Text shown:
Just a few notes today on three of the companies I own or follow.
Applied Materials (AMAT) had a bang-up quarter, reporting on May 15. Management has been predicting market share gain because of new tools for the semiconductor industry, some based on Applied's deeper abilities in materials processing science. Revenue was $2.35 billion, up 7% sequentially from $2.19 billion and 19% from $1.97 billion in the year-earlier quarter. GAAP EPS (diluted earnings per share) were $0.21, flat sequentially from $0.21 and up from negative $0.11 year-earlier. Non-GAAP EPS was $0.28.
Applied is on two separate cycles: the semiconductor process upgrade cycle (for instance, right now the transition from 28 nm processes to 20 nm processes) and the end-device demand cycle, which tends to follow global economic ups and downs. Long-term investors have to learn to ignore the cyclical nature, or use it to buy AMAT when it is cheap. As I write it is at $20.19, cheap if EPS keeps growing. Pays a divident of $0.10 per quarter too, working out to just under 2% per year at the current price. Applied is waiting for regulatory approval to combine with Tokyo Electron. If the merger goes well they could crush the competition. For more see my Applied Materials Q2 2014 notes.

Point location data
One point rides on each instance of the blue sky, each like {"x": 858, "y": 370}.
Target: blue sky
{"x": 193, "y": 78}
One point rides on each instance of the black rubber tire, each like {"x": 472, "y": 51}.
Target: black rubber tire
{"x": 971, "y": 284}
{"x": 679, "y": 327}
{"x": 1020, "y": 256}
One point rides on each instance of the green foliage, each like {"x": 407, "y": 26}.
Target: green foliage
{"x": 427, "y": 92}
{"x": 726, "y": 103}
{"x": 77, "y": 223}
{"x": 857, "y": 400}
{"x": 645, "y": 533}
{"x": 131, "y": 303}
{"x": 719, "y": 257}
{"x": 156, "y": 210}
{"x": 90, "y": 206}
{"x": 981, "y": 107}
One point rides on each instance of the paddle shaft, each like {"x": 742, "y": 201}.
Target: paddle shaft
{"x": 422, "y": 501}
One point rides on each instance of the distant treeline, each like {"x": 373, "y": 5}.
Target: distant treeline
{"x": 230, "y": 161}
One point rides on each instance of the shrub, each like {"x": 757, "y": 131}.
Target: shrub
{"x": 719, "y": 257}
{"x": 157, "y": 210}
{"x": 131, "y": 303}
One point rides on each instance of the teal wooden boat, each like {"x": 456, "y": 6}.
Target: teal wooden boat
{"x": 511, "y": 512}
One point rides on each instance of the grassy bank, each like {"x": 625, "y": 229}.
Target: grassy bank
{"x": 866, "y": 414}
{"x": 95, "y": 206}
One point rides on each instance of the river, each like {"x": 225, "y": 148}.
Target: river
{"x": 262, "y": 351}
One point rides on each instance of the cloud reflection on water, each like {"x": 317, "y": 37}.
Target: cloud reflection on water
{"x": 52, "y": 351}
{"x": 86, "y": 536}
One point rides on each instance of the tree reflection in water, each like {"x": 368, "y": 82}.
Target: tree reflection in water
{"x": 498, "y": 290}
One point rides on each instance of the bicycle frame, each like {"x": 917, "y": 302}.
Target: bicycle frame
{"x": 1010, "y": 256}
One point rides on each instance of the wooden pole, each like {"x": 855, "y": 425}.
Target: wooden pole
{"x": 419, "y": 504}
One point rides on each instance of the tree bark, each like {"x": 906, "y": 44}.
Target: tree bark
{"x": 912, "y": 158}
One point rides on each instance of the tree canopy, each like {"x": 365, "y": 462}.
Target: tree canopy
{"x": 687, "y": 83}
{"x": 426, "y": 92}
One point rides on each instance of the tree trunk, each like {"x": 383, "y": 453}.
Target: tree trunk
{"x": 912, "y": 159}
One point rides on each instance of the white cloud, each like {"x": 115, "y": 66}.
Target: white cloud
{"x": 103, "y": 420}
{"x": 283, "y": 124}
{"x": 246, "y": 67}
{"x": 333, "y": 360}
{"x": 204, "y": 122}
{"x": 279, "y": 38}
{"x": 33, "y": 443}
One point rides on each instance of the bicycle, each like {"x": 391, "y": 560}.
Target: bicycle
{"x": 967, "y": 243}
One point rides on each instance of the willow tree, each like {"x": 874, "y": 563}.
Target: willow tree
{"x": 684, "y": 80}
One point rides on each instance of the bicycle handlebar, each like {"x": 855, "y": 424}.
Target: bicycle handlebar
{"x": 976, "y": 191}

What needs to be done:
Answer these questions from the Applied Materials notes:
(a) What revenue did Applied report for the quarter announced on May 15?
(b) What was the share price at the time of writing?
(c) Which company is Applied waiting for regulatory approval to combine with?

Written response:
(a) $2.35 billion
(b) $20.19
(c) Tokyo Electron